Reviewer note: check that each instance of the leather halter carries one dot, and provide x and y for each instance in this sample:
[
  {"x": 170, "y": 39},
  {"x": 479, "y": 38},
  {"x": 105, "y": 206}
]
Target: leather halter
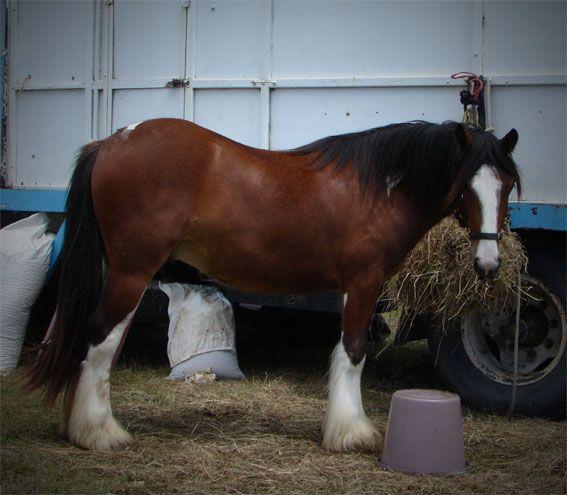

----------------

WHAT YOU SHOULD DO - For this task, copy every line of the material in which "halter" appears.

SOLUTION TO THIS PROBLEM -
Reviewer note: check that each instance of the leather halter carries one dot, and provide x and y for each instance in this sample:
Target: leather halter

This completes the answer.